> Goal of the exercise
Copy everything in the listing below word for word, apart from any images.

> Data lines
++++++
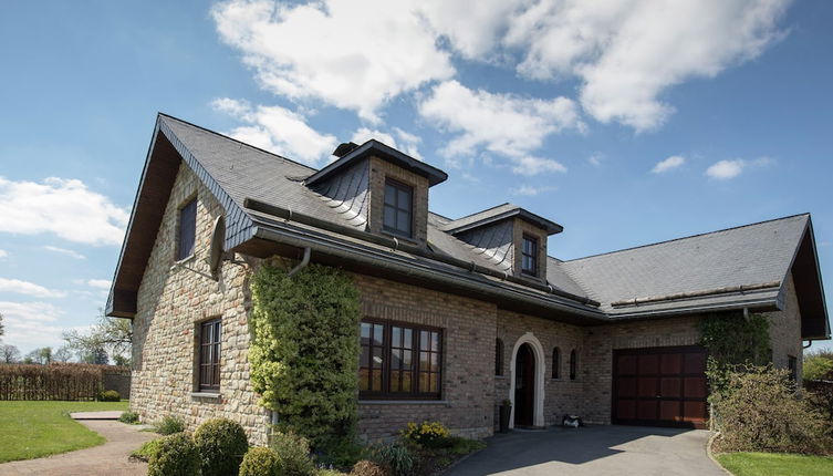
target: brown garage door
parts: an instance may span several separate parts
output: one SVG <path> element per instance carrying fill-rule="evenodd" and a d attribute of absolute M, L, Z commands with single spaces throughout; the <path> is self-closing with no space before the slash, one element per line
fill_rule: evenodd
<path fill-rule="evenodd" d="M 613 351 L 613 423 L 705 427 L 706 350 Z"/>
++++++
> Exercise answer
target: brown garage door
parts: an instance may span several separate parts
output: one SVG <path> element per instance carrying fill-rule="evenodd" and a d attribute of absolute M, L, Z commands with single spaces throughout; the <path> is self-closing with no space before the slash, one element per line
fill_rule: evenodd
<path fill-rule="evenodd" d="M 613 351 L 613 423 L 705 427 L 706 350 Z"/>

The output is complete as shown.